▶ _Questions on the material_:
**a)** According to the Lesbos rescue article, where were the migrants moved for their seven-day quarantine?
**b)** Return the Lesbos rescue article's text verbatim, everything from "Pro-migrant organizations like" down to "Sunday, June 9.".

Document text below:

• 36 migrants rescued off Lesbos on Sunday

    36 migrants from Iran and Afghanistan, traveling from Turkey, were rescued off the coast of Lesbos on Sunday. The migrants were taken to Petra port on the island where they were tested for the novel coronavirus, and then taken into quarantine.

    The small boat carrying 36 migrants was spotted off the coast of Lesbos on Sunday, June 14, according to the French news agency Agence France Presse (AFP). The Greek press agency ANA-MPA said that the boat was carrying 16 men, 10 women, two of whom are pregnant, and 10 minors.

    The boat, continued ANA-MPA, had “become stranded” between the Turkish coast and the north-west coast of the island of Lesbos.

    Quarantine

    After being taken in by the Greek coastguard, the migrants were first taken to Lesbos’s Petra port where they were tested for the novel coronavirus by a medical team. The group were then moved to Megala Therma, a temporary camp on the north of the island for a “seven-day” quarantine, according to AFP.

    According to ANA-MPA, this is the “third such boat” arriving on Lesbos since the beginning of June. So far, reported the agency, a total of 108 migrants have arrived on the island this month, in stark contrast to the greatly reduced numbers since mid-March, when Greece like most other countries around the world shut down due to restrictions to curb the spread of the COVID-19 pandemic.

    Pro-migrant organizations like Aegean Boat Report regularly post on social media when boats arrive on the Greek islands. Their latest post refers to an arrival of “40 migrants” on Sunday, June 9.

    AFP reported that the migrant boat this weekend was in fact spotted on Saturday morning, but the rescue operation by the Greek coastguard “did not take place until midnight.” Distress hotline Alarm Phone, which monitors migrant boats across the Mediterranean, repeatedly tweeted about the situation of those on board.

    Throughout Saturday, they sent out a series of urgent tweets, some with videos and pictures calling on the Greek and Turkish coastguards to help the people on board, since it appeared one of the pregnant women had gone into labor.

    ’Hurry, we are so scared’

    Those on board the boat told Alarm Phone to tell the authorities to “hurry” because they were “so scared.” In a subsequent tweet, Alarm Phone said “we could hear the people in the boat scream.” They said that someone on the boat had told them “the [pregnant] woman is dying.” Alarm Phone asked “Europe: What are you doing?”

    Later still on Saturday, they published a photo of the woman who they said was giving birth, under a blanket or tarpaulin, her face pixeled out. “The woman is giving birth in the dark on a dinghy in distress,” Alarm Phone wrote. “All competent authorities have knowledge of the situation. The Greek and Turkish Coast Guards, Frontex and NATO bear the full responsibility of these lives and any fatalities.”

End of Document text.
Given data below:

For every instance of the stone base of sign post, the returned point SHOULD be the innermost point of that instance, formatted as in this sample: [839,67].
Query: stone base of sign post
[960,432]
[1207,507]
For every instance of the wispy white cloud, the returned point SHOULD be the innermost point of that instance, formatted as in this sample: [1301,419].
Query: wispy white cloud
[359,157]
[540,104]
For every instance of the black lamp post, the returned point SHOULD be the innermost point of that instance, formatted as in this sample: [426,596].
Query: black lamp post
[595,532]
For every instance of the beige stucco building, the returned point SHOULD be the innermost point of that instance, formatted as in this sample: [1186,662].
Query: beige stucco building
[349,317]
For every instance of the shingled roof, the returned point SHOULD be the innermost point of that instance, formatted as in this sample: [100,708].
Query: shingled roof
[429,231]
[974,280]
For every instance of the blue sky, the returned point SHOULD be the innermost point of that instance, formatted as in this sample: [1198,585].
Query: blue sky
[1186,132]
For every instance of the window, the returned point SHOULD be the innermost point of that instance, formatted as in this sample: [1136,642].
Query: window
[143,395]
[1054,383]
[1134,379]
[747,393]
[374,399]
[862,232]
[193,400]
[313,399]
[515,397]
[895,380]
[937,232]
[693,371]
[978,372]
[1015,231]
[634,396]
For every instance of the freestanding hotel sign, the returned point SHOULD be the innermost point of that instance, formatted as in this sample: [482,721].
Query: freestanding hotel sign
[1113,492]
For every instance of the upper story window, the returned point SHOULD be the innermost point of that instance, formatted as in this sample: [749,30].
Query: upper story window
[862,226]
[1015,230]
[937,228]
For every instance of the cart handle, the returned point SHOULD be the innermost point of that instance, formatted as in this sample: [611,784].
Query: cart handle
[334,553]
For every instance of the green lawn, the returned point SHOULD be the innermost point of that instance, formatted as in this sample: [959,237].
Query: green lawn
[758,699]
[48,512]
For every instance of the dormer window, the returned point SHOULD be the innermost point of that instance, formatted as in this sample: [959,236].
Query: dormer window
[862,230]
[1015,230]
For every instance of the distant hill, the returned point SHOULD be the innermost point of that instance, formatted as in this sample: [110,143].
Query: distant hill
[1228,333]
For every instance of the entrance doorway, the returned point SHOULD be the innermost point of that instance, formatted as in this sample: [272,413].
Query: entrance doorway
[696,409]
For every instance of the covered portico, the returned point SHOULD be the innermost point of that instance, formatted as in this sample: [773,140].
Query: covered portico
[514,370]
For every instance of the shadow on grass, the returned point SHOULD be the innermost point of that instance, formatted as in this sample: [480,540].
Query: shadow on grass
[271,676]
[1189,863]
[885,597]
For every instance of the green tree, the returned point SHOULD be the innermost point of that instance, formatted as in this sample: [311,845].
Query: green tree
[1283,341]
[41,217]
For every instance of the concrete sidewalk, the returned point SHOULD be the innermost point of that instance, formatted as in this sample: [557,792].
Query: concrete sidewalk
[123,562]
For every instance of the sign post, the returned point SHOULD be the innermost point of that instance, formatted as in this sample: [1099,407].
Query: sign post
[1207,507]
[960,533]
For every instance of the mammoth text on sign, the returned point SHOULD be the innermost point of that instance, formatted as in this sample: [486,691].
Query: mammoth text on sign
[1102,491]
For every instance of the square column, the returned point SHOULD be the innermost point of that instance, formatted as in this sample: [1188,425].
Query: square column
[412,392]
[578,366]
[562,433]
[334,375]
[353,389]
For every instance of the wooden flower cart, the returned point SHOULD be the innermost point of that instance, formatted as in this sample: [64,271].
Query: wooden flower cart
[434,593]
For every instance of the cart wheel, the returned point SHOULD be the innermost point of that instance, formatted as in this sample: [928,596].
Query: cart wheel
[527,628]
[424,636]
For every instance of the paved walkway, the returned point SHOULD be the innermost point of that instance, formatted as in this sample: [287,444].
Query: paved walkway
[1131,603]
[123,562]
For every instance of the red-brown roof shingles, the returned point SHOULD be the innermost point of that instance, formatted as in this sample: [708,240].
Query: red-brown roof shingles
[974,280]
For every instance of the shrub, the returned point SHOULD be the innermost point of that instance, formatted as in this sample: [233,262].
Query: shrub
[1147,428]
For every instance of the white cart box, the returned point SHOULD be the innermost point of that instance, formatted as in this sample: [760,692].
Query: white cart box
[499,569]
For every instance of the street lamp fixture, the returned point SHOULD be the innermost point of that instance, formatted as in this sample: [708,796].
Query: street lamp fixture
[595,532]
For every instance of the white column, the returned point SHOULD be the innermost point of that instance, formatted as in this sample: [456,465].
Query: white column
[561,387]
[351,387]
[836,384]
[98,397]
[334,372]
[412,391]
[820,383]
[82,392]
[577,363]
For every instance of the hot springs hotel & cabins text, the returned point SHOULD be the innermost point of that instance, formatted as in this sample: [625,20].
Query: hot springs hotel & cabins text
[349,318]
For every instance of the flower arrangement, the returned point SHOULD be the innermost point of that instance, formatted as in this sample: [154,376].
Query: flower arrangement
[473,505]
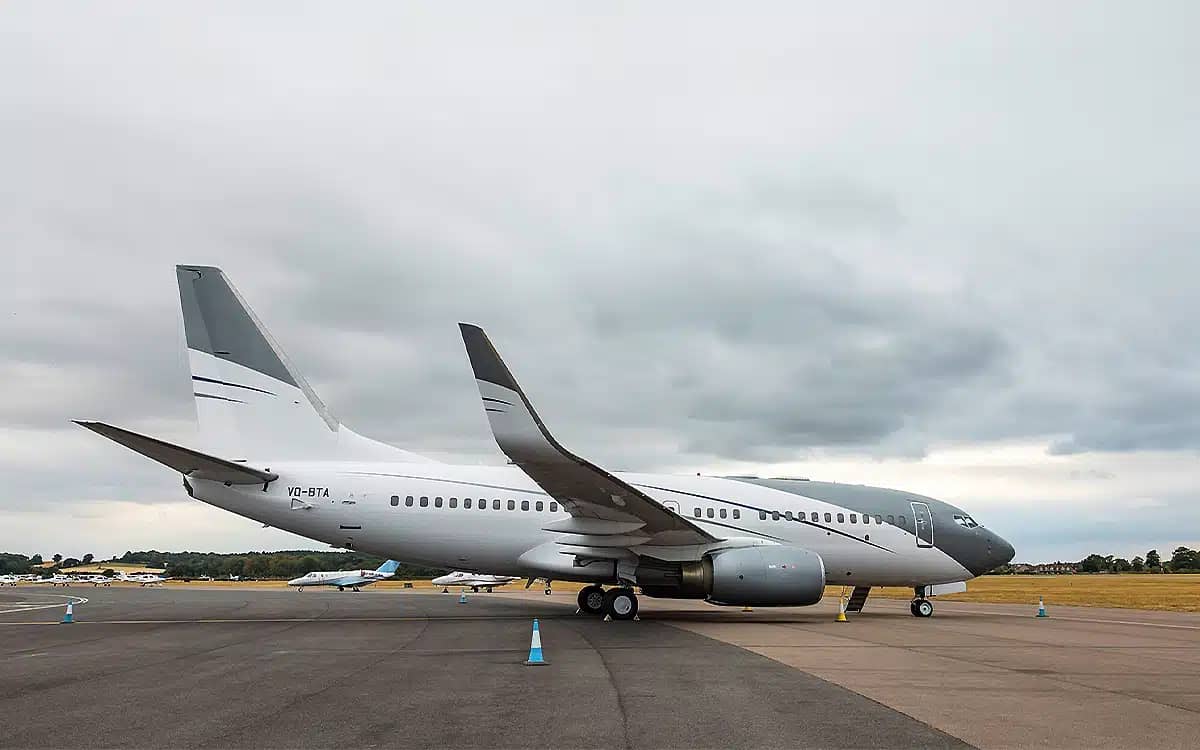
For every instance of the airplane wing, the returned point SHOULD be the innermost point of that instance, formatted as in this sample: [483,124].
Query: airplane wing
[605,510]
[184,460]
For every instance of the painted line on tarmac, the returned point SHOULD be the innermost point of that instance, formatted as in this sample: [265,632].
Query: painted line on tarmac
[45,606]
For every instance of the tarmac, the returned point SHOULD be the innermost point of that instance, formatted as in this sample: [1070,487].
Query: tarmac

End of Given data.

▶ _Solutions to the tasks_:
**a)** Megala Therma, a temporary camp on the north of the island.

**b)**
Pro-migrant organizations like Aegean Boat Report regularly post on social media when boats arrive on the Greek islands. Their latest post refers to an arrival of “40 migrants” on Sunday, June 9.